** TASK DIRECTIONS **
Which lines below contain the word "hallway"? Collect every one of them and copy each in full.

** MATERIALS PROVIDED **
--------------------

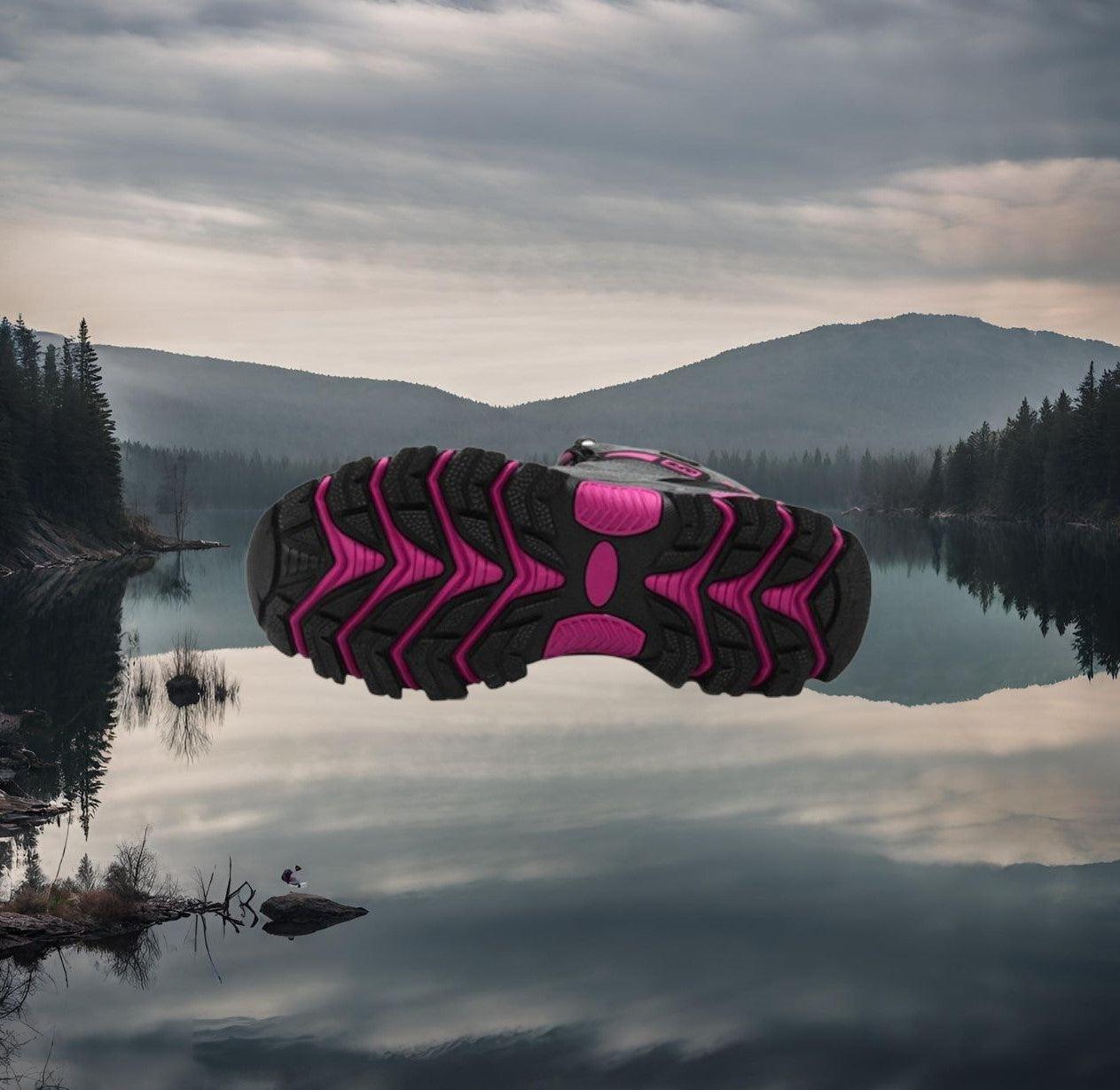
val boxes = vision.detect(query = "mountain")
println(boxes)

--------------------

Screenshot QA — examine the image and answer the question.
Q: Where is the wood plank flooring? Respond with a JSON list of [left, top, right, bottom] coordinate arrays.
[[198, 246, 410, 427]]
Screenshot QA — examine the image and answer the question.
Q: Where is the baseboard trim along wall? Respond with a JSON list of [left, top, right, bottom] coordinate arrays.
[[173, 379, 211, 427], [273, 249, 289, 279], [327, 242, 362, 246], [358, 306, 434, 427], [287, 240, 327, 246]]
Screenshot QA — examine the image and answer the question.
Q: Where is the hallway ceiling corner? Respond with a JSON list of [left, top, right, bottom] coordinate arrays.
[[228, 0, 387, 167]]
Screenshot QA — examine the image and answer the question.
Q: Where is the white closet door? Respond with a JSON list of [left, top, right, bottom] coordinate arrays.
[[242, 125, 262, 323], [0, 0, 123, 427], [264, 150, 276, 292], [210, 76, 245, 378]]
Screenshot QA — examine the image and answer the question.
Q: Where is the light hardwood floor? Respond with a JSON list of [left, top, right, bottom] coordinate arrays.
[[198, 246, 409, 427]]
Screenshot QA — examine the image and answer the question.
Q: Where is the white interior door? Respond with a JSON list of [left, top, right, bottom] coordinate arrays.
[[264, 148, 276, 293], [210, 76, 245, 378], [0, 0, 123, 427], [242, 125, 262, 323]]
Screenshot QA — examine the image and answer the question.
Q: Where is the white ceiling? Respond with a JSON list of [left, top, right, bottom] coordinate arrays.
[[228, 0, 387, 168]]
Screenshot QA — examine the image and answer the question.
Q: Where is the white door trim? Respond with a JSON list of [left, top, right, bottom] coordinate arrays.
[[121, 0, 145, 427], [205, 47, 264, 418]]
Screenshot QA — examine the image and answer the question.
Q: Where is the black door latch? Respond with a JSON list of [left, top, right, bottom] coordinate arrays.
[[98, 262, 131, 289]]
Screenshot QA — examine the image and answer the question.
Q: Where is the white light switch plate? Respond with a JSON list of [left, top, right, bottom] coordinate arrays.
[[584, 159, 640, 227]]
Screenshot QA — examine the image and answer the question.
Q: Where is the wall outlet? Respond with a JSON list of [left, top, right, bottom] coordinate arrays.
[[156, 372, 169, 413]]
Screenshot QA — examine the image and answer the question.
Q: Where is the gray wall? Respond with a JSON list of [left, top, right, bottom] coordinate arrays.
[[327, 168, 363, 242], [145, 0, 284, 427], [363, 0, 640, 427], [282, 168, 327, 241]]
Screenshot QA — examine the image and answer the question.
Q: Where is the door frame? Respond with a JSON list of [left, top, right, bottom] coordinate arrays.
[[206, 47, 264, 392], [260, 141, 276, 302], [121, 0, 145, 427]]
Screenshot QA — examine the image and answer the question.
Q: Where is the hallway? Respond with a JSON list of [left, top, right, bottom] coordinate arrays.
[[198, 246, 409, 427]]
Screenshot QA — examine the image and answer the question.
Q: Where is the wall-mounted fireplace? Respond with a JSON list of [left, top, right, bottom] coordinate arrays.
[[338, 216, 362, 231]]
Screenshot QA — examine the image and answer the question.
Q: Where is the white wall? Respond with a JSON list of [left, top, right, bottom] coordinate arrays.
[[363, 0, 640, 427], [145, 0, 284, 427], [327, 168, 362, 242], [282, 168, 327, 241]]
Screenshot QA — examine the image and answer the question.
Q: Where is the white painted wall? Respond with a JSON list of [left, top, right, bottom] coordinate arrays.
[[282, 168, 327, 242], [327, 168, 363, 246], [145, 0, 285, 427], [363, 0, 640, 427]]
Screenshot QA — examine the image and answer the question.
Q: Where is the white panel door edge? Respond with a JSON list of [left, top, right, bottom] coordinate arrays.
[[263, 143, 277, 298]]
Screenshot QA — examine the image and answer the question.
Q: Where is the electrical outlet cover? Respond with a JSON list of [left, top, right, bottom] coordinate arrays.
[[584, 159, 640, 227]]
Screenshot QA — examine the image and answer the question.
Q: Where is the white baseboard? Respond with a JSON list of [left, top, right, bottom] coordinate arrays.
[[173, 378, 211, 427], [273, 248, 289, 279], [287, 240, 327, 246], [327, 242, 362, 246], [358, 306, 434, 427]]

--------------------

** PROBLEM SOLUTION **
Q: Where is the hallway ceiling corner? Respond with a JSON list of [left, top, right, bottom] coordinate arrays.
Q: Where is the hallway? Respond with a JSON list of [left, top, right, bottom] coordinate arrays.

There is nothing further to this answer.